= Text to read =
BEGIN

# Futures Trader Tax Questions



## NAsX (12 July 2008)

Hi guys,

First of all, apologies for yet another tax thread, I've read through as many of the existing ones but just wanting to get some further clarification/confirmation of my understanding, hence this thread.

From what I've read so far, trading any futures contracts, whether AUS or international futures, the gains are taxed under ATO as long as you are a resident. If one's activities are not deemed by the ATO as carrying on a business, futures trading activities are simply taxed under CGT.?

If however, you are classified as a trader, than it is taxed as regular income and the trading expenses may be eligible for deduction for running the business. On the ATO site, it mentioned carrying on a business with share trading, I assumed that financial futures contracts also fall in the same category?

I'm in the process of tracking down a good accountant that can advise me further on this (in Brisbane, if anyone has any recommendations), in the mean time however, I know that quite a few guys on the forum trade futures extensively, I was hoping if anyone is 'running a trading business' can give some information as to how they had their 'status' certified by the ATO? ie. do you simply apply for an ABN and they conduct their verification...etc.

Thanks for any info in advance


----------



## 9Dragons (26 July 2008)

I have an idea, why dont you open the future account under overseas address, therefore it is not taxable.


----------



## korrupt_1 (26 July 2008)

9Dragons said:


> I have an idea, why dont you open the future account under overseas address, therefore it is not taxable.




interesting idea.... but wont you get taxed by the local country?


----------



## MRC & Co (26 July 2008)

Good thread.

I would imagine you would need an ABN to be classified as a 'business'............?  And then you would just be taxed at the flat business rate.

Any news on this yet NAsX?

Otherwise it is just taxed as CGT, which I don't really understand, considering it is based on your marginal tax rate and simply halved if you have held for longer than 12 months.


----------



## Trembling Hand (27 July 2008)

MRC & Co said:


> I would imagine you would need an ABN to be classified as a 'business'............? And then you would just be taxed at the flat business rate.
> 
> Any news on this yet NAsX?
> 
> Otherwise it is just taxed as CGT, which I don't really understand, considering it is based on your marginal tax rate and simply halved if you have held for longer than 12 months.




MRC their is no flat business tax rate. Their is a flat company tax of 30%. But you can have many other types of business. Like sole trader, partnership and all diff types of Trusts.

An ABN is also not the diff between carrying on a business. All an ABN helps you to do is be part of the GST system.

You can be in business and just be a "sole trader" as defined by the ATO in that case all your Biz activity would be under your personal tax file number and personal Tax rates.

END

= Problems to work on =
• 1. List the usernames of everyone who posts in the futures tax thread.
• 2. Reproduce the passage of the futures tax thread starting with "MRC their is" and going on through "the GST system.".

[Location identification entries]
BEGIN

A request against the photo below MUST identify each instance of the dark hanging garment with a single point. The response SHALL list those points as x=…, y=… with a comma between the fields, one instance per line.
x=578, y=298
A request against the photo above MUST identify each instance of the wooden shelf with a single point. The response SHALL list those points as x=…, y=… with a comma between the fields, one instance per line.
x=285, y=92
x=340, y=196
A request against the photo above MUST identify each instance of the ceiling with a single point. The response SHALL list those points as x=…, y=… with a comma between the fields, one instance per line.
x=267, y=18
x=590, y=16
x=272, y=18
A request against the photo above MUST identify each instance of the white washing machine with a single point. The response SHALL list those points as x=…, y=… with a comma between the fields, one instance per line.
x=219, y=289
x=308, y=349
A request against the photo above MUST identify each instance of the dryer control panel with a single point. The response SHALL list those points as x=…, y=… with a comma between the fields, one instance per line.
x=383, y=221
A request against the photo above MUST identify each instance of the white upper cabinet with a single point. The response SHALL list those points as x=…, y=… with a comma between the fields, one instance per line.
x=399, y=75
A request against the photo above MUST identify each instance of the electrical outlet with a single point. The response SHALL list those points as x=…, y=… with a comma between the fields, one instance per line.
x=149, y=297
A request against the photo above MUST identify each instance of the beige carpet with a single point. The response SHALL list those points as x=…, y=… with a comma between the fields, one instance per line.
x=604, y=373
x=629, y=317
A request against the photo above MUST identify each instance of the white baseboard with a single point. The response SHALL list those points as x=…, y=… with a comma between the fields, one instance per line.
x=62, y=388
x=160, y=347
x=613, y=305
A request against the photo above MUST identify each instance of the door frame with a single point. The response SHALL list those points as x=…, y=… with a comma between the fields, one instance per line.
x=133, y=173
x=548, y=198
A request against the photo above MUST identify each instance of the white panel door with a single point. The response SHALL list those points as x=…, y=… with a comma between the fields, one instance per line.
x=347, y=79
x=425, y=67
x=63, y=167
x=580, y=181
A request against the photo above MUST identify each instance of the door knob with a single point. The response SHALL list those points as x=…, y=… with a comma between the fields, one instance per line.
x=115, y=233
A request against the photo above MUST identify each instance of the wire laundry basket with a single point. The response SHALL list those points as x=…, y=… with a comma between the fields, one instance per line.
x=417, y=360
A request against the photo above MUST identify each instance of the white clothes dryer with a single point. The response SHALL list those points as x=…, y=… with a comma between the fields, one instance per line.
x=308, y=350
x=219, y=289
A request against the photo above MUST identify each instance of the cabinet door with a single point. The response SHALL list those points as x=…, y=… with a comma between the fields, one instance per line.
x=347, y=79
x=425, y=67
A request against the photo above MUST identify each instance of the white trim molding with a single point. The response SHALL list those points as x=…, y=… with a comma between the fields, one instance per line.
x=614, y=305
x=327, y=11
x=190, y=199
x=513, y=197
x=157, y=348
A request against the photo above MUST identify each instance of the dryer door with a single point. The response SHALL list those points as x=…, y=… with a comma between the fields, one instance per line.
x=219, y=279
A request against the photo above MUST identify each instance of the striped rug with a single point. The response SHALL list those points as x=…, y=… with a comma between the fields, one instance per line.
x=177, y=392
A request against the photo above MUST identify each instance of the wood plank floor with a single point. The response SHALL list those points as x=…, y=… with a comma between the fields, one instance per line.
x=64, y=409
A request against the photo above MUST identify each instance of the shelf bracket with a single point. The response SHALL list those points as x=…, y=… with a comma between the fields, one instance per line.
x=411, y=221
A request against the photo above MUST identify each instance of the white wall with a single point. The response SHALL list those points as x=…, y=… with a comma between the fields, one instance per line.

END

= Results for each task =
• 1. NAsX, 9Dragons, korrupt_1, MRC & Co, Trembling Hand

• 2.
MRC their is no flat business tax rate. Their is a flat company tax of 30%. But you can have many other types of business. Like sole trader, partnership and all diff types of Trusts.

An ABN is also not the diff between carrying on a business. All an ABN helps you to do is be part of the GST system.